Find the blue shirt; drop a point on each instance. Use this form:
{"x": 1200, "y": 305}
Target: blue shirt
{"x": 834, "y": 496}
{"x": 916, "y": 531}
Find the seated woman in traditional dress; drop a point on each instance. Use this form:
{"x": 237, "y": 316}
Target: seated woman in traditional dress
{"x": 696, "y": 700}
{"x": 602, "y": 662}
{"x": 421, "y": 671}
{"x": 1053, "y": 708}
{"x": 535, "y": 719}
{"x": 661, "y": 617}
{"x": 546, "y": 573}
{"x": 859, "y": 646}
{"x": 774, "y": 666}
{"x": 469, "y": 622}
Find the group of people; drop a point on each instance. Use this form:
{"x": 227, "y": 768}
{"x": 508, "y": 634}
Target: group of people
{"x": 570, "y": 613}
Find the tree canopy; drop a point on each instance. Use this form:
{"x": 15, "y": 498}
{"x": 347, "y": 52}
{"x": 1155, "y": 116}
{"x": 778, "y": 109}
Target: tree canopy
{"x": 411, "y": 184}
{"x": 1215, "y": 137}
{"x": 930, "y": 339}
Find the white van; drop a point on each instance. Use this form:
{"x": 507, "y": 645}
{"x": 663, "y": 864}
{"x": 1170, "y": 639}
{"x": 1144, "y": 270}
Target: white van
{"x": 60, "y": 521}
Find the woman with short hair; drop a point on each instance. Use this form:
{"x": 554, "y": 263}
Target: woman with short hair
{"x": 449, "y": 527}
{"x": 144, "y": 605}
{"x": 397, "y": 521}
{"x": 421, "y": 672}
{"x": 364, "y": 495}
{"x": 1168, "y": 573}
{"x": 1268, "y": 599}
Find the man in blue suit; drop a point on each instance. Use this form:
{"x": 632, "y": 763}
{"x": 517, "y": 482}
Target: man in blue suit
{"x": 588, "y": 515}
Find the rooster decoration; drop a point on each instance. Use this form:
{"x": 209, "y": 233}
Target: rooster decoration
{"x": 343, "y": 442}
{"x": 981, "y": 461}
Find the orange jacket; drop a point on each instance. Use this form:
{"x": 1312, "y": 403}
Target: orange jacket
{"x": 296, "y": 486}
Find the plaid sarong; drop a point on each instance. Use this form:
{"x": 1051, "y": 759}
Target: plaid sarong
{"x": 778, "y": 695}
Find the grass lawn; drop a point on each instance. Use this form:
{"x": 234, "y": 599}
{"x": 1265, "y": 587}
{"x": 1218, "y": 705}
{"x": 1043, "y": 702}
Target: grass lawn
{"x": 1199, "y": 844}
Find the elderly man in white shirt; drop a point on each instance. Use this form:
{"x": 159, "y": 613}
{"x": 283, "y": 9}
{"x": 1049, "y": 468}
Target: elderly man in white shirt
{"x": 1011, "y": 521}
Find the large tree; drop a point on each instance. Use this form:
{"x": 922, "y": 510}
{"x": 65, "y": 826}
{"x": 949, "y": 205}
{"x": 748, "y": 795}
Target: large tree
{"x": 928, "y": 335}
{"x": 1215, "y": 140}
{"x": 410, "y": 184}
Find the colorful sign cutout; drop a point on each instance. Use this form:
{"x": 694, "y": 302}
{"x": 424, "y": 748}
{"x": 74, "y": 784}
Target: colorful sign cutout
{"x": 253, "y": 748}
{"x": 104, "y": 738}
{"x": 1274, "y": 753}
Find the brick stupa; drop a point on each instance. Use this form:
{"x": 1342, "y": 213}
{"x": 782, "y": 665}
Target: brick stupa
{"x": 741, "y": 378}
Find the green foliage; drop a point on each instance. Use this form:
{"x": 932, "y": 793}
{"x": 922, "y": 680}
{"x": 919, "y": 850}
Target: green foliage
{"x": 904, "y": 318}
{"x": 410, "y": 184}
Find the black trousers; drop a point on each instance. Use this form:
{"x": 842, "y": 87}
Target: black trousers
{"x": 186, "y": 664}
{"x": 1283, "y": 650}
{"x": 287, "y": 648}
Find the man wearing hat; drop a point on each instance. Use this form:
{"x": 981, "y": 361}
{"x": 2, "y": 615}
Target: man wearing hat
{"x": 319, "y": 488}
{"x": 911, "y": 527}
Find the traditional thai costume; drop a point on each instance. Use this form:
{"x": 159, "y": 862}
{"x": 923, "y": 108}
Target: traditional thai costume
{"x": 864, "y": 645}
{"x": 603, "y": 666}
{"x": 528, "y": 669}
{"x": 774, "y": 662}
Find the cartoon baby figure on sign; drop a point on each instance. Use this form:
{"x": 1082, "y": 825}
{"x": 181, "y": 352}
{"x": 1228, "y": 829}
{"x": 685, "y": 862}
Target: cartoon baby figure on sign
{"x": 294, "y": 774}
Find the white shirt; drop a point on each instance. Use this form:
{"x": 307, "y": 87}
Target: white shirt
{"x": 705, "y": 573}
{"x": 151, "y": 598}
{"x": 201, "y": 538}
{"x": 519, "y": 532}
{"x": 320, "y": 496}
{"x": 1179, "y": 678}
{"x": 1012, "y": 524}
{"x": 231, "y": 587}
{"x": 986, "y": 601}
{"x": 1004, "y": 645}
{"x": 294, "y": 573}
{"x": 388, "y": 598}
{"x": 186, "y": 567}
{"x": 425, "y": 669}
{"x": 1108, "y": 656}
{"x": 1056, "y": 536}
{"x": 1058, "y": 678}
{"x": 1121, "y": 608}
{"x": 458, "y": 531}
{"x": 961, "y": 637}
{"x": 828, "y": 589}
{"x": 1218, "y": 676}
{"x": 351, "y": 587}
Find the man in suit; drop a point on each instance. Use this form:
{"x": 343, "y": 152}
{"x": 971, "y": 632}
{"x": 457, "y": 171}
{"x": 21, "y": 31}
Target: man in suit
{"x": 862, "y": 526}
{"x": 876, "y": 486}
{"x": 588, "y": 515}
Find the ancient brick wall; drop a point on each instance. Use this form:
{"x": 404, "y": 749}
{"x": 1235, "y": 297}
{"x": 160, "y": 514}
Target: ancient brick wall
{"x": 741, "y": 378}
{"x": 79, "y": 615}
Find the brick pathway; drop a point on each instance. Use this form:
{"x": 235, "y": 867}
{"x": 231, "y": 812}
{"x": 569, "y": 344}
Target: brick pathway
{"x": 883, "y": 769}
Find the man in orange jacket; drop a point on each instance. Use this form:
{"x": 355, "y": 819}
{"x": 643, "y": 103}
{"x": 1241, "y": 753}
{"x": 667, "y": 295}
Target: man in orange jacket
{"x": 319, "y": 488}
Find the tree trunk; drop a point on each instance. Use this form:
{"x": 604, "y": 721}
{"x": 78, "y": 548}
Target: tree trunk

• **Direction**: Reproduce every line from the one containing "Find the white shirt;" through the end of the entries, inclusive, with the requests kept in place. Shift each x and y coordinate in the answer points by -81, leaving the requests and their format samples unchanged.

• **Result**:
Find the white shirt; drop a point on each instance. Use this form:
{"x": 307, "y": 87}
Target: white shirt
{"x": 624, "y": 492}
{"x": 70, "y": 517}
{"x": 120, "y": 457}
{"x": 438, "y": 451}
{"x": 239, "y": 415}
{"x": 1098, "y": 597}
{"x": 931, "y": 443}
{"x": 150, "y": 506}
{"x": 905, "y": 520}
{"x": 923, "y": 564}
{"x": 213, "y": 492}
{"x": 307, "y": 517}
{"x": 105, "y": 486}
{"x": 344, "y": 588}
{"x": 1027, "y": 575}
{"x": 975, "y": 455}
{"x": 977, "y": 597}
{"x": 1040, "y": 527}
{"x": 377, "y": 450}
{"x": 880, "y": 556}
{"x": 747, "y": 508}
{"x": 1137, "y": 595}
{"x": 270, "y": 506}
Find the man in suit; drop a point on each instance. Use this form:
{"x": 343, "y": 152}
{"x": 971, "y": 632}
{"x": 457, "y": 171}
{"x": 21, "y": 31}
Target: man in suit
{"x": 781, "y": 445}
{"x": 795, "y": 405}
{"x": 507, "y": 434}
Find the ancient brick wall; drop a point on each instance. Use this form:
{"x": 404, "y": 749}
{"x": 1235, "y": 297}
{"x": 160, "y": 514}
Target: ancient brick wall
{"x": 660, "y": 297}
{"x": -2, "y": 534}
Find the brick pathway; drop a point on each instance. Use this form:
{"x": 235, "y": 867}
{"x": 231, "y": 812}
{"x": 569, "y": 344}
Target: brick pathway
{"x": 802, "y": 688}
Find the man in orange jacket; drop a point on each instance. Use this form:
{"x": 355, "y": 819}
{"x": 643, "y": 103}
{"x": 1241, "y": 753}
{"x": 667, "y": 295}
Target: man in orange jacket
{"x": 238, "y": 407}
Find the tree trunk; drop a point on each instance. Use this form:
{"x": 604, "y": 721}
{"x": 78, "y": 548}
Target: tree trunk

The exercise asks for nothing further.